Now.... yes, there are also other constitutionally-oriented grounds for poly marriages being legalized. You may wish to cite privacy, or you may return to the first amendment, noting that the actual practice of marriage is nothing more (or less) than the long-term association of people with one another.

They don't win out on either of those, I'm afraid. Not for court-recognized marriage, at any rate, because the official "benefits" of marriage, in things like tax benefits and insurance benefits, are a matter of public, not private, record. And free association doesn't guarantee those privileges, either.
 
TQ said:
Anglo-Saxon law is based on either theist or deist principles. The entirety of modern Western law is composed of relative expressions of religious principles. So are you proposing doing away with all law just because every law on the books more or less parallels a religious ideal?

Of course not, but that doesn't mean that the principles of a particular religious group haven't become part of the social landscape through law. Blue Laws are a perfect example. No liquor sold on Sunday. In some places they had no businesses open at all on Sunday [or public transportation]. You can't say that these are religious laws, but they certainly support only one religious doctrine. Only Christians observe Sunday as a day of worship. Blue laws are laws written into a charter [in the case of cities and counties] specifically to support a religious doctrine.

While I agree that it doesn't speak to the non-establishment clause in the Constitution, it certainly does give us an example of how purely religious doctrine has found its way into law. These aren't laws that are crimes against man [Thou shalt not kill, Thou shalt not steal] these are laws aimed at the strictly religious behavior of one particular religious group.

While I agree that there is no specific Christian group that is singled out as "The true religion' by the State [Like Catholicism was during there Middle Ages for example], still the doctrine of Christianity is supported in more than philosophical ways. Perhaps one of the reasons no single Christian sect is proclaimed 'the only path to salvation' is because there are so many of them and all claim that the path to salvation is through Christ.

But the fact that we can't point to a specific denomination and say "That's the State religion' doesn't mean that the law of the nation hasn't been used to support the practice of Christianity. [again Blue Laws are the best example] Blue Laws have nothing to do with complex concepts of social discourse and cooperation. They are specifically targeted to support the observance of the Sabbath of one particular religious group.

The same can be said of marriage laws. While the state can and does take an interest in the unions of people and the care of children [and should] the targeting of only one combination of marriage partners [one man and one woman] is discriminatory. The opposition to allowing multiple partners to enter into legal marriage contracts or gay partners to enter into legal marriage contracts is primarily religious in nature.

Law makers are reluctant to change laws because of religious beliefs, not social ones. [well that and getting re-elected] That amounts to using a religious doctrine to discriminate against a portion of the population that does not agree with said religious doctrine. When religious canon is used to discriminate in that way, that is a blurry line between church and state. If gone unchecked the line can become even more murky.

### [The data]

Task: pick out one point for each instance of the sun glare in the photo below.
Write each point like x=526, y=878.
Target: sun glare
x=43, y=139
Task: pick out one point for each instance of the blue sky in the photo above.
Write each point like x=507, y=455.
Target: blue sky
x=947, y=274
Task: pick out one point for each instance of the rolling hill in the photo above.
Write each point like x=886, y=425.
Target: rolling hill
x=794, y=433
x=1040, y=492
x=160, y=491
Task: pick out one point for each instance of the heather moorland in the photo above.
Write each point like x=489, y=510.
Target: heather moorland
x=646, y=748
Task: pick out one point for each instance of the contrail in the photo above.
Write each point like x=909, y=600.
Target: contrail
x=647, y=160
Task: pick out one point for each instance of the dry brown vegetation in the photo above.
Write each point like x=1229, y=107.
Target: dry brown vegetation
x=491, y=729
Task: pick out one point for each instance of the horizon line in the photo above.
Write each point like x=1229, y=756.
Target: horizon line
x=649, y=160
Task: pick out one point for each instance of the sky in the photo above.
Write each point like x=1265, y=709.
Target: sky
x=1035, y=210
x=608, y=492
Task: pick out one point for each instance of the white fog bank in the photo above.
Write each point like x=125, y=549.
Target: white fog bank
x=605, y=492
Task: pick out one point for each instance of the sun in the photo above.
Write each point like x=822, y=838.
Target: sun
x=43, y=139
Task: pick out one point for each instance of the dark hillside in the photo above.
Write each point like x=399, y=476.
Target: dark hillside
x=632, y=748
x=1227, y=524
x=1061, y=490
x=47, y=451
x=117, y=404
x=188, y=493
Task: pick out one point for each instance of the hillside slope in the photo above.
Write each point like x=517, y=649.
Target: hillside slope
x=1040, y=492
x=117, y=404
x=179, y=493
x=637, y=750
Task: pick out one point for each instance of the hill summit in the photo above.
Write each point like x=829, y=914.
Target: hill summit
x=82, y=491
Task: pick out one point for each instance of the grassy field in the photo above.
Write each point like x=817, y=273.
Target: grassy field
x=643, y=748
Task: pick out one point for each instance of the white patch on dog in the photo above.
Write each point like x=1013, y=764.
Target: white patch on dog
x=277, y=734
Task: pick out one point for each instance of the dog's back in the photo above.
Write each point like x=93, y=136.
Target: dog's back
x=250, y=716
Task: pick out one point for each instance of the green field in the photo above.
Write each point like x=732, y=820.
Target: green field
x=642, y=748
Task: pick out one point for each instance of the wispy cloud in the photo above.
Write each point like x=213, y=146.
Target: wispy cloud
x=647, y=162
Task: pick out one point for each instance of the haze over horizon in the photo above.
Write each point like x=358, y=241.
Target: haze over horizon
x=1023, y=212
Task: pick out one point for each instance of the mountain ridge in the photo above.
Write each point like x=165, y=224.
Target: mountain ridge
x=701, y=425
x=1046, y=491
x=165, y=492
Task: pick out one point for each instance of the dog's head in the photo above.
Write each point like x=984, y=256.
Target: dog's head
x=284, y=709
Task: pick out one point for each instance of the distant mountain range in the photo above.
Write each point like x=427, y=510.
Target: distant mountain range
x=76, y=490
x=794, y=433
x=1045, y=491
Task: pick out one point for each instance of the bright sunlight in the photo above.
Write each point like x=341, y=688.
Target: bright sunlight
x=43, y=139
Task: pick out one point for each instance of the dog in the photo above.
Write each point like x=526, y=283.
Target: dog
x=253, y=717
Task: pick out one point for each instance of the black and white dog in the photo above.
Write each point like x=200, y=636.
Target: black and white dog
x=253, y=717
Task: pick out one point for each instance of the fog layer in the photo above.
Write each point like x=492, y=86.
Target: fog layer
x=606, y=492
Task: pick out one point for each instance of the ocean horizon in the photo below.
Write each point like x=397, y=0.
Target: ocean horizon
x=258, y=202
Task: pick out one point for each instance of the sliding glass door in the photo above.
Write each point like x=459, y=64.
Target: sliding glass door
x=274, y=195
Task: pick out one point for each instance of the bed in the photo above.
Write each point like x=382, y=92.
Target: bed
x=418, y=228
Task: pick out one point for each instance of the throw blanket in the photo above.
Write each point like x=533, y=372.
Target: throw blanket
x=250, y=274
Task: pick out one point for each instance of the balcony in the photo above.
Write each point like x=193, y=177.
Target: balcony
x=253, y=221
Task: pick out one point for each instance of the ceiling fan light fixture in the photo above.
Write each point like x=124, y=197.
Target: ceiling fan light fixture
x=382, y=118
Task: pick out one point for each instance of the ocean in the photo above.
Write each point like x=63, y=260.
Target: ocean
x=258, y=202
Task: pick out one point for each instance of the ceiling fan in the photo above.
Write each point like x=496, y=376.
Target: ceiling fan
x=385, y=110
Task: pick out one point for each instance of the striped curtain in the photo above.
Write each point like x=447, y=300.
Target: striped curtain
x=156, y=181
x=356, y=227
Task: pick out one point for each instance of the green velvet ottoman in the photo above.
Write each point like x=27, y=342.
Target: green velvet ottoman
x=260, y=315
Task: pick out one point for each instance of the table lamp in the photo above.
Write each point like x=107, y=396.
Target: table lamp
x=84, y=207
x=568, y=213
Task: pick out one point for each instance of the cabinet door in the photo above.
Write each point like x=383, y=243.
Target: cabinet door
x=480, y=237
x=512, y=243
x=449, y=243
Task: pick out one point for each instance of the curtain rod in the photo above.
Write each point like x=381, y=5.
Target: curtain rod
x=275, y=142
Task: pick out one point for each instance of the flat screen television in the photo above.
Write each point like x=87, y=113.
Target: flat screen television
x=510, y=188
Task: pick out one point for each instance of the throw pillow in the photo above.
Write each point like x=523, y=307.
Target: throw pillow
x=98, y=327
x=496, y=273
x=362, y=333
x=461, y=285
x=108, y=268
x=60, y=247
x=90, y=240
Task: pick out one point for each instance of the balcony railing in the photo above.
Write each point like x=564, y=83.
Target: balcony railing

### [Tasks and exercises]
1. In the records, change "dark hillside" to "shadowed hillside" in the lines starting at the one that contains "bank in the photo above." and ending at the one that contains "x=188, y=493", keeping everything else the same, and return only those lines.
2. Write what comes next in the argument about religion and marriage law, picking up after its final sentence.

### [Outputs for the tasks]
1.
Task: pick out one point for each instance of the white fog bank in the photo above.
Write each point like x=125, y=549.
Target: white fog bank
x=605, y=492
Task: pick out one point for each instance of the sun in the photo above.
Write each point like x=822, y=838.
Target: sun
x=43, y=139
Task: pick out one point for each instance of the shadowed hillside in the photo above.
Write each point like x=399, y=476.
Target: shadowed hillside
x=632, y=748
x=1227, y=524
x=1061, y=490
x=47, y=451
x=117, y=404
x=188, y=493

2.
It's not establishing a State Church, but it has a similar result on the population. Benefits of the State are only granted to the members of a particular religion [through law].
 
Caitriona said:
Of course not, but that doesn't mean that the principles of a particular religious group haven't become part of the social landscape through law.

If that's the case, it seems to me it happened in exactly the opposite way -- they were already part of the social landscape, which is the reason they were eventually codified as law.

Blue Laws are a perfect example. No liquor sold on Sunday. In some places they had no businesses open at all on Sunday [or public transportation].

These laws are new to me -- and I wholeheartedly support their abolition.

You can't say that these are religious laws, but they certainly support only one religious doctrine. Only Christians observe Sunday as a day of worship. Blue laws are laws written into a charter [in the case of cities and counties] specifically to support a religious doctrine.

That's different, though, from a state religion.

While I agree that it doesn't speak to the non-establishment clause in the Constitution, it certainly does give us an example of how purely religious doctrine has found its way into law.

Except this begs the question of intentionalism versus eventualism. Did the lawmakers draft these edicts based purely on religion, or based on the wishes of a predominantly religious constituency?

These aren't laws that are crimes against man [Thou shalt not kill, Thou shalt not steal] these are laws aimed at the strictly religious behavior of one particular religious group.

Well, I agree -- and as I said, these laws should be abolished on that basis.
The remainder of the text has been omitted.